**Your goal:** All of the data below must be repeated exactly.

**Dataset records:**
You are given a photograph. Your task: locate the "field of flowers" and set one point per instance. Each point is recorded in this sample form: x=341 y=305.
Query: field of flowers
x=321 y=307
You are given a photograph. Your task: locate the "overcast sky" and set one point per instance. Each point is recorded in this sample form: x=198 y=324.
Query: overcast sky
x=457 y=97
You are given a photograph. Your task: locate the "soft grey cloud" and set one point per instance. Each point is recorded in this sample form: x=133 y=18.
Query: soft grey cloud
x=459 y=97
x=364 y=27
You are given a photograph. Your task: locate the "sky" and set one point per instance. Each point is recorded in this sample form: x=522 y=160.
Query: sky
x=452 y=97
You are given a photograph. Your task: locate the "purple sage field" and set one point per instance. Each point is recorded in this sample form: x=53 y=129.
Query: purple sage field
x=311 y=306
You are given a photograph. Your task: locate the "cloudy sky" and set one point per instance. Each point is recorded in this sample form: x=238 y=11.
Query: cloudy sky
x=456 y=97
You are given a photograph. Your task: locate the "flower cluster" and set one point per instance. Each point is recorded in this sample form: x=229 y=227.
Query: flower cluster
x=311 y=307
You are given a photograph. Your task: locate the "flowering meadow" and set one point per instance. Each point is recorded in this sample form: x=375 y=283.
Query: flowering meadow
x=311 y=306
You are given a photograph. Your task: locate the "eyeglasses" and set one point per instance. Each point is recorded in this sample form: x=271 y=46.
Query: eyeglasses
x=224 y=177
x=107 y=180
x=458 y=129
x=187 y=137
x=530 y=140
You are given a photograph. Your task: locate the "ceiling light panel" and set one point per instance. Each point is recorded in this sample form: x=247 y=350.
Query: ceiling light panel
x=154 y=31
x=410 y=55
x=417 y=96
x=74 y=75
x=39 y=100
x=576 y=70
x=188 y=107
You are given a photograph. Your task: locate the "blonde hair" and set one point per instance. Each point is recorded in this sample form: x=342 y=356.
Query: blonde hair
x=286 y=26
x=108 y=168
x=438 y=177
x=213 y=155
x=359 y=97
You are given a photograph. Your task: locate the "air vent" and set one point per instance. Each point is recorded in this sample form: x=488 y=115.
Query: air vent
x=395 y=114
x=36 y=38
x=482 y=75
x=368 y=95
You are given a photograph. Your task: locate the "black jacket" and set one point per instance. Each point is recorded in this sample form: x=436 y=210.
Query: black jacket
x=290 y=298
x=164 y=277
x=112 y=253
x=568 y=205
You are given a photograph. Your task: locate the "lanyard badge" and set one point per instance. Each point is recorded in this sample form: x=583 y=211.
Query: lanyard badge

**Output of the task:**
You are given a photograph. Your task: locate the "field of flowers" and set one point per instance. Each point is recorded in this sample form: x=341 y=305.
Query: field of flowers
x=321 y=307
You are given a photograph. Your task: locate the "overcast sky" and set one point per instance. Each point is recorded in this sample form: x=198 y=324.
Query: overcast sky
x=457 y=97
You are given a photograph. Your task: locate the "soft grey cloud" and set one point per instance. Each point is recorded in this sample form: x=133 y=18.
Query: soft grey cloud
x=459 y=97
x=364 y=27
You are given a photograph. Your task: locate the "sky" and set one point per instance. Each point is recorded in this sample form: x=522 y=160.
Query: sky
x=452 y=97
You are given a photograph. Your task: locate the "purple sage field" and set one point per instance. Each point is recorded in this sample form: x=53 y=129.
Query: purple sage field
x=311 y=306
You are given a photograph. Your task: locate the "cloudy sky" and set one point per instance. Each point is recorded in this sample form: x=238 y=11.
Query: cloudy sky
x=456 y=97
You are given a photograph. Your task: locate the "flower cluster" and set one point per instance. Each point is recorded in this sample form: x=229 y=227.
Query: flower cluster
x=311 y=307
You are given a photograph. Your task: locate the "flowering meadow" and set one point per instance. Each point is recorded in this sample form: x=375 y=283.
Query: flowering meadow
x=311 y=306
You are given a photograph. Your task: locate the "eyeglasses" and set one point per instance. Each point is recorded in this sample form: x=271 y=46.
Query: eyeglasses
x=224 y=177
x=107 y=180
x=458 y=129
x=187 y=137
x=530 y=140
You are given a photograph. Your task: locate the "ceiling light panel" and set one point per instance. Each point is recorded in this sample form: x=247 y=350.
Query: ceiling light panel
x=154 y=31
x=410 y=55
x=417 y=96
x=74 y=75
x=39 y=100
x=576 y=70
x=188 y=107
You are given a photograph. Your task: locate the "blonde hair" and set one point per instance. Each point is recorded in this sample form: x=342 y=356.
Query: blonde hair
x=286 y=26
x=108 y=168
x=438 y=177
x=213 y=155
x=359 y=97
You are given a photograph. Your task: locate the "air vent" and set one point per instance. Each point is recorded in this sample form: x=488 y=115.
Query: air vent
x=395 y=114
x=36 y=38
x=482 y=75
x=368 y=95
You are given a photograph. Your task: locate the "black jacket" and set one point per instance. Each point is recorded in this sample form: x=436 y=210.
Query: black jacket
x=290 y=298
x=164 y=277
x=112 y=253
x=568 y=205
You are given a photograph. Your task: locate the "lanyard badge" and set one point per instance. Each point is recorded in this sample form: x=583 y=211.
Query: lanyard badge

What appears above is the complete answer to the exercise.